Given problem -> Could you rewrite the data below as a numbered list, starting with its first line and going on through the line that contains "37 25 L 37 37", with blank lines left out?

Source records ->
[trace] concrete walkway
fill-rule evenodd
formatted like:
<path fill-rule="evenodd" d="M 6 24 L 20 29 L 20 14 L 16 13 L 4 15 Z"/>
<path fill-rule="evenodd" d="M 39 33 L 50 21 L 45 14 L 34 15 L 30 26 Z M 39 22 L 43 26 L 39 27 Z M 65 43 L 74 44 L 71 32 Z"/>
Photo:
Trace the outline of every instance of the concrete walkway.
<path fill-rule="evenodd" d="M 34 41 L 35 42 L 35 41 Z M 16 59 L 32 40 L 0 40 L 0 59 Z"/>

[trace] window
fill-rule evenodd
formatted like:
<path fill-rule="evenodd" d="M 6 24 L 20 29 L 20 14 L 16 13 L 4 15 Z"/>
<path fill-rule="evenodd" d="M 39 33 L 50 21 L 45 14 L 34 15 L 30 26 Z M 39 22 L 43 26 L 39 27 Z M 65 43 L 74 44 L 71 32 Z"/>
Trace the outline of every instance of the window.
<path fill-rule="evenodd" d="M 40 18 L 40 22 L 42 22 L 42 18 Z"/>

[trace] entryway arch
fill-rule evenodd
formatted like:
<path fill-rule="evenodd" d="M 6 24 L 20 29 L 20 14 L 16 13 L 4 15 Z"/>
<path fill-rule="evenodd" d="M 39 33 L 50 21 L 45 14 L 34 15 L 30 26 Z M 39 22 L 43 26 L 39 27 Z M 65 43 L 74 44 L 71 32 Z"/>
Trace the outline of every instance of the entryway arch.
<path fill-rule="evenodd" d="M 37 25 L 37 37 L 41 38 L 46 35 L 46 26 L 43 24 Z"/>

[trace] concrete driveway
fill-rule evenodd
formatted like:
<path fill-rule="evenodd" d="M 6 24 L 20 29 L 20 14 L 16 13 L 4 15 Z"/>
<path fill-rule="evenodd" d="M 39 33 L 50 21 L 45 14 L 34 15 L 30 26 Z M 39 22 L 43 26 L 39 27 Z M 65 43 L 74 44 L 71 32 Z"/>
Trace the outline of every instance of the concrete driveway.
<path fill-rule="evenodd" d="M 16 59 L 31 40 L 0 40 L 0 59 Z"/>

The output ->
1. [trace] concrete walkway
2. fill-rule evenodd
3. formatted like:
4. <path fill-rule="evenodd" d="M 6 24 L 20 29 L 20 14 L 16 13 L 4 15 Z"/>
5. <path fill-rule="evenodd" d="M 39 33 L 50 21 L 45 14 L 34 15 L 30 26 Z M 39 22 L 43 26 L 39 27 Z M 65 43 L 74 44 L 71 32 Z"/>
6. Photo:
7. Trace the outline of every instance of the concrete walkway.
8. <path fill-rule="evenodd" d="M 34 41 L 35 42 L 35 41 Z M 16 59 L 32 40 L 0 40 L 0 59 Z"/>
9. [trace] window
10. fill-rule evenodd
11. formatted like:
12. <path fill-rule="evenodd" d="M 6 24 L 20 29 L 20 14 L 16 13 L 4 15 Z"/>
13. <path fill-rule="evenodd" d="M 39 33 L 50 21 L 45 14 L 34 15 L 30 26 Z M 39 22 L 43 26 L 39 27 Z M 65 43 L 74 44 L 71 32 Z"/>
14. Trace the outline of every instance of the window.
15. <path fill-rule="evenodd" d="M 40 18 L 40 22 L 42 22 L 42 18 Z"/>
16. [trace] entryway arch
17. fill-rule evenodd
18. formatted like:
19. <path fill-rule="evenodd" d="M 6 24 L 20 29 L 20 14 L 16 13 L 4 15 Z"/>
20. <path fill-rule="evenodd" d="M 39 33 L 50 21 L 45 14 L 34 15 L 30 26 Z M 39 22 L 43 26 L 39 27 Z M 65 43 L 74 44 L 71 32 Z"/>
21. Trace the outline of every instance of the entryway arch.
22. <path fill-rule="evenodd" d="M 37 25 L 37 37 L 41 38 L 46 35 L 46 26 L 43 24 Z"/>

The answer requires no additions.